Rewrite the records below, changing every "sample" to "template" and keeping everything else the same. Leave the pictures out of your answer.

Point annotation records:
+--

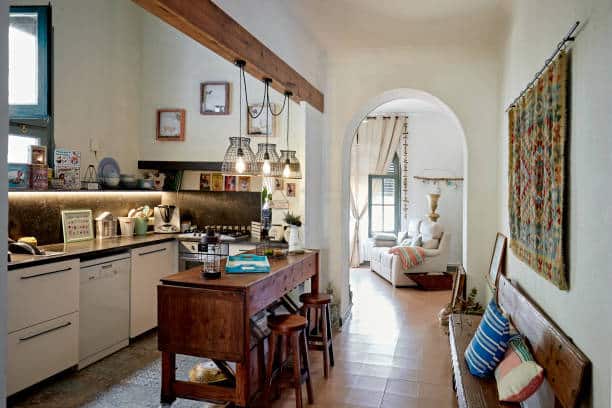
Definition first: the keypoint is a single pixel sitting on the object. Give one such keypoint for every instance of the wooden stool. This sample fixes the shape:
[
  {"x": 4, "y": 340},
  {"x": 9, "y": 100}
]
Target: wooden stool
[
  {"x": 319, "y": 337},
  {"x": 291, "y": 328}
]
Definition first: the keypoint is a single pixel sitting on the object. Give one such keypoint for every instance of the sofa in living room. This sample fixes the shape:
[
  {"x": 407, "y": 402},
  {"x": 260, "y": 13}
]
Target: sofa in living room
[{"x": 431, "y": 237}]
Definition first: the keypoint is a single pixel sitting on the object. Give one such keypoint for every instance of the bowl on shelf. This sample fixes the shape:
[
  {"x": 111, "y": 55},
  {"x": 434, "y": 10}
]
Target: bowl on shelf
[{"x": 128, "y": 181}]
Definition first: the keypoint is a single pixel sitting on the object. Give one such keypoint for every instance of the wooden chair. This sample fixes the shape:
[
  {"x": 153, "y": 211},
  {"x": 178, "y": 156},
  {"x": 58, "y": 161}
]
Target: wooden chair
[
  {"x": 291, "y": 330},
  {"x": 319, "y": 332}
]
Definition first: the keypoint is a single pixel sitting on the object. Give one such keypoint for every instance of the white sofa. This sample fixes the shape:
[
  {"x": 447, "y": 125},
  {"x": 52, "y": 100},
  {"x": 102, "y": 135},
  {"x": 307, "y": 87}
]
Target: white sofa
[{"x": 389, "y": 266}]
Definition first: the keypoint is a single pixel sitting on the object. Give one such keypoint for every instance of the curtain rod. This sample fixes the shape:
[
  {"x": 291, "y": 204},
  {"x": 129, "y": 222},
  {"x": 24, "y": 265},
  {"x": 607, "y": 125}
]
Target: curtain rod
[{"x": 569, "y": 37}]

+--

**COMPLETE OUTPUT:**
Definition first: the keypoint is a single pixel sitting on the object. Give one such keypoint for every instance of the wooden stool. This template fixes the shape:
[
  {"x": 4, "y": 340},
  {"x": 9, "y": 100}
]
Target: wooden stool
[
  {"x": 319, "y": 337},
  {"x": 291, "y": 328}
]
Definition first: the keypoint is a single pixel sitting on the object. Give one such keypoint for every instance of the sofa in living room. This template fixes the shape:
[
  {"x": 407, "y": 402},
  {"x": 260, "y": 13}
]
Target: sofa in living room
[{"x": 431, "y": 237}]
Definition first: the keypoint is a single pixel sitting on the object. Give one such keypoint for every instance of the bowl on shelf. This template fixes the shape:
[
  {"x": 111, "y": 55},
  {"x": 434, "y": 10}
]
Target: bowl on shelf
[{"x": 128, "y": 181}]
Definition first: the keypoint is a single pixel sitting on the object. Give one such keypoint for every instance of the wooden chair. This template fixes the shape:
[
  {"x": 153, "y": 211},
  {"x": 178, "y": 156},
  {"x": 58, "y": 161}
]
Target: wooden chair
[
  {"x": 291, "y": 330},
  {"x": 319, "y": 332}
]
Definition first: the keypoint is a single pixel sitting on the object. Give one such keypoint for every instance of the white sofa. This template fixes the shape:
[
  {"x": 447, "y": 125},
  {"x": 52, "y": 100},
  {"x": 102, "y": 135},
  {"x": 307, "y": 87}
]
Target: white sofa
[{"x": 389, "y": 266}]
Definition first: the keypoint is a single pixel sitting on the object. Give one such keypoint for every instance of the curtain rod. This template fixes the shape:
[
  {"x": 291, "y": 204},
  {"x": 129, "y": 222},
  {"x": 24, "y": 265},
  {"x": 607, "y": 125}
]
Target: curtain rod
[{"x": 569, "y": 37}]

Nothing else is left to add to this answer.